(Stored data)
▽

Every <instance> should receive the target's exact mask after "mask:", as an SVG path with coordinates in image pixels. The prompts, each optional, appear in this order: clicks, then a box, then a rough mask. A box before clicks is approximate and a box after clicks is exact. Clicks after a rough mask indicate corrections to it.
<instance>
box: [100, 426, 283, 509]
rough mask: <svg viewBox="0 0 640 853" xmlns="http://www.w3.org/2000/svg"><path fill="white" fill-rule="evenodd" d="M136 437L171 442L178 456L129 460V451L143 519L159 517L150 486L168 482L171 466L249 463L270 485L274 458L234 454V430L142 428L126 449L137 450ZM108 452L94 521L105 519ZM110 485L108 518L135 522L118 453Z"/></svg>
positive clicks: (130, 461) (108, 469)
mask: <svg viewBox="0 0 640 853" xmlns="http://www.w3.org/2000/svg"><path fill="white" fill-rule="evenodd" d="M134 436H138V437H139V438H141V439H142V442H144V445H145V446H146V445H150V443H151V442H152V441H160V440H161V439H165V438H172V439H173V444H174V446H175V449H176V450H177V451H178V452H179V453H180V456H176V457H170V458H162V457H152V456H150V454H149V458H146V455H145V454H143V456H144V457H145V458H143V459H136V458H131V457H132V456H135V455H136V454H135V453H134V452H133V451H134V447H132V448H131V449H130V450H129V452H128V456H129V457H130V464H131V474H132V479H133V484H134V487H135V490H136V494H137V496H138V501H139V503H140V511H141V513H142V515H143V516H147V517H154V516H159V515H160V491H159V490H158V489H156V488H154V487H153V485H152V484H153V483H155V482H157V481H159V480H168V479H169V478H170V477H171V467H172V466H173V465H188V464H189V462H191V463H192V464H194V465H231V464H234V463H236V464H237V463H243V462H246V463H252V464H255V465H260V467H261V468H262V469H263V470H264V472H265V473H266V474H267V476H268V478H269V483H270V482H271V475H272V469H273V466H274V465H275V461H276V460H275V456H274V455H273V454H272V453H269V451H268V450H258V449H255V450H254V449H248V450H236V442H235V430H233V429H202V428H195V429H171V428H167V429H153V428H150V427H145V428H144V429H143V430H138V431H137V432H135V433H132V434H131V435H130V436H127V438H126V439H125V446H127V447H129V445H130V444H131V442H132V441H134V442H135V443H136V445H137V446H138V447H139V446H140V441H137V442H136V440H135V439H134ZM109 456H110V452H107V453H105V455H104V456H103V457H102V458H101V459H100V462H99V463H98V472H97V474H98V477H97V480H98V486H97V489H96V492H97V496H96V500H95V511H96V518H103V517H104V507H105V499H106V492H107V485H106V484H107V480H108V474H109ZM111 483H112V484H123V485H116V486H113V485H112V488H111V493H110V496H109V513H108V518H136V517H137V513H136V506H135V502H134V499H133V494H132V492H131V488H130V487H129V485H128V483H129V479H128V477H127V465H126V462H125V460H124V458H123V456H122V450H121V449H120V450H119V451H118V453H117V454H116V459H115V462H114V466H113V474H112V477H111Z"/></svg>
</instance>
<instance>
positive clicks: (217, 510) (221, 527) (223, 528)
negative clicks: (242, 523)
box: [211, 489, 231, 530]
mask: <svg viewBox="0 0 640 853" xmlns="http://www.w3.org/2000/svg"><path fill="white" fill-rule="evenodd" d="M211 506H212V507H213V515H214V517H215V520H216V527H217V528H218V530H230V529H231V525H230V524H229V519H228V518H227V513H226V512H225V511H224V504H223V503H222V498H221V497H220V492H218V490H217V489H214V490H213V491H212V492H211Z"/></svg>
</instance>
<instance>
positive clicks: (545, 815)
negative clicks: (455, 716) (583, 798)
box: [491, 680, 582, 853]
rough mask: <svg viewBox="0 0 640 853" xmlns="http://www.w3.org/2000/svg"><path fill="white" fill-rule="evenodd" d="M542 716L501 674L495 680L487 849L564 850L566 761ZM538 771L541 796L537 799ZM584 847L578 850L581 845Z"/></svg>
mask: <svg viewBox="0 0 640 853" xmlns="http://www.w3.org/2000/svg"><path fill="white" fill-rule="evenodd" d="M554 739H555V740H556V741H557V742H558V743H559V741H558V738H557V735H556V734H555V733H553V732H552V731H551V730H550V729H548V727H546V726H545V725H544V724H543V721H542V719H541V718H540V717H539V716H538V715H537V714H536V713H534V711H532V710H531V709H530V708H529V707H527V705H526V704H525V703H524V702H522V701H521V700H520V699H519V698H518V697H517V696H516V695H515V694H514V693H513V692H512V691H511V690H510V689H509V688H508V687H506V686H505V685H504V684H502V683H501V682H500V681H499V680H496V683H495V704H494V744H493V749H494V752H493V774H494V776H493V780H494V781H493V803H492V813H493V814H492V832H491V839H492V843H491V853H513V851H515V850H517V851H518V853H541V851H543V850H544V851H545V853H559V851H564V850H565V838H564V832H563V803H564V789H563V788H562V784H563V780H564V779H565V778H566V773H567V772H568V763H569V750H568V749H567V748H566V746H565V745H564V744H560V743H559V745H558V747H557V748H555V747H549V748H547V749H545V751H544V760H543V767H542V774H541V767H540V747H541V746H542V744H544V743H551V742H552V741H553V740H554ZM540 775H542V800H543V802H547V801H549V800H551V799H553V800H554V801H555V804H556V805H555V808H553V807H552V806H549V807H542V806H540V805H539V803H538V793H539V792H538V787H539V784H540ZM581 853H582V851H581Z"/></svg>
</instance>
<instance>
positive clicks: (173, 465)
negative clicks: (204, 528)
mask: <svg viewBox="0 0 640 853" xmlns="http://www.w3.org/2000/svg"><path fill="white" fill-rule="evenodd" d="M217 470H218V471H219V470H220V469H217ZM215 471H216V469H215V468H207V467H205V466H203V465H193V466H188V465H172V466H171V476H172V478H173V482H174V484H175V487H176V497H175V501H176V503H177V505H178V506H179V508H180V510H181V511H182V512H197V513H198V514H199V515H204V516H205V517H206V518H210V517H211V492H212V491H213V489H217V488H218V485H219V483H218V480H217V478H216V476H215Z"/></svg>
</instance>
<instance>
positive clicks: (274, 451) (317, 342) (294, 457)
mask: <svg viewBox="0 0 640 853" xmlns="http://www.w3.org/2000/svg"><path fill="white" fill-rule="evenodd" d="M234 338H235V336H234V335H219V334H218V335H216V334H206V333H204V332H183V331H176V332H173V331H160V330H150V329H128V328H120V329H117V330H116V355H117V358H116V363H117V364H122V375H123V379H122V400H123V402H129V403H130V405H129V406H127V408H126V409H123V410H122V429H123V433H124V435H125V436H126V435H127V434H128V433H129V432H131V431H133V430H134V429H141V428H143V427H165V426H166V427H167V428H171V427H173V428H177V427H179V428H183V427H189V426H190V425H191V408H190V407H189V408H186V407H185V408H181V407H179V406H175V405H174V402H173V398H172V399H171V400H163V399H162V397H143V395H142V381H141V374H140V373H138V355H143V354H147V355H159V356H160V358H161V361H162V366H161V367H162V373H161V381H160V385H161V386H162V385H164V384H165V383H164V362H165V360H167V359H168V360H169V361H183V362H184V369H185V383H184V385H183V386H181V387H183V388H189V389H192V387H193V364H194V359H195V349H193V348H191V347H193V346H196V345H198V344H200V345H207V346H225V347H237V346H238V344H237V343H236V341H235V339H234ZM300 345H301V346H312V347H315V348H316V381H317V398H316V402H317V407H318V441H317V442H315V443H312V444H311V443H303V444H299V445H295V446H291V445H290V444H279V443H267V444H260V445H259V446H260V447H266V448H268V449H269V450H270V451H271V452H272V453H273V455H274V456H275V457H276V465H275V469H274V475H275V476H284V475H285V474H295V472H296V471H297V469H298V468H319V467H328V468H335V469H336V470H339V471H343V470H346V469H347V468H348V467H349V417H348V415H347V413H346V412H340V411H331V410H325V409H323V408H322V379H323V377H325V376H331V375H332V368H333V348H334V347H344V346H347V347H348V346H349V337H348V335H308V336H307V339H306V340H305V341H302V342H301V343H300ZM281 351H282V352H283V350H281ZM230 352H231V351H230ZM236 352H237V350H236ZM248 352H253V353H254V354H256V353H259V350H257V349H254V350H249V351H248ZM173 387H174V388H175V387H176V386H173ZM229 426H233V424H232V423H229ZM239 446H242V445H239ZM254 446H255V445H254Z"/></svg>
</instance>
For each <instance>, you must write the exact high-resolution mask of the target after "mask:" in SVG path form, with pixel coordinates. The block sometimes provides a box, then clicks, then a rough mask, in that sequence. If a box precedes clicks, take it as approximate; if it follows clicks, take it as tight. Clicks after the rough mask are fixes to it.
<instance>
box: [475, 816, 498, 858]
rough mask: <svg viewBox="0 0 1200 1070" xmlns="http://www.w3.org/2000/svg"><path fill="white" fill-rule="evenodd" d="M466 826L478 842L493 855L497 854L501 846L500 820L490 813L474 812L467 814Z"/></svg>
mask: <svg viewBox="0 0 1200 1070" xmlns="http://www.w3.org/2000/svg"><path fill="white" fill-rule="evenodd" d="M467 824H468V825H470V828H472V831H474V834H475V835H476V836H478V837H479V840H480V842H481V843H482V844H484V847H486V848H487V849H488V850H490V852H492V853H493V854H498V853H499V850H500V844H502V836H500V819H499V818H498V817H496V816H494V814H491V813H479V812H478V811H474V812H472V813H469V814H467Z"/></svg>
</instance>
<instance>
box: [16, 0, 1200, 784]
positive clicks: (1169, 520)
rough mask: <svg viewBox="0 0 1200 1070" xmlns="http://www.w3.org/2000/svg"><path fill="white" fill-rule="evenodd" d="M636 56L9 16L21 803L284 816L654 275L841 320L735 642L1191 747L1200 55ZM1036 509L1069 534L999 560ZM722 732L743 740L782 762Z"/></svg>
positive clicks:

△

_Task directions_
Could you copy the items word for word, starting at the beginning of the items and stopping after the line that contains "positive clicks: (130, 461) (108, 469)"?

_Completed task_
Every <instance> should receive the target's exact mask after "mask:", as an SVG path with coordinates in image pixels. The prompts, each optional, appear in this order: clicks, then a box, then a rough mask. A box before clicks is approximate and a box after clicks is exact. Clicks after a rough mask indicate corrections to it.
<instance>
box: [100, 426, 283, 509]
rough mask: <svg viewBox="0 0 640 853" xmlns="http://www.w3.org/2000/svg"><path fill="white" fill-rule="evenodd" d="M136 437L171 442L178 456L129 460V451L143 519L159 517L150 486L168 482L171 466L249 463L270 485L274 458L234 454V430L142 428L126 449L137 450ZM108 452L94 521L105 519ZM110 485L108 518L135 522L118 453Z"/></svg>
positive clicks: (130, 461) (108, 469)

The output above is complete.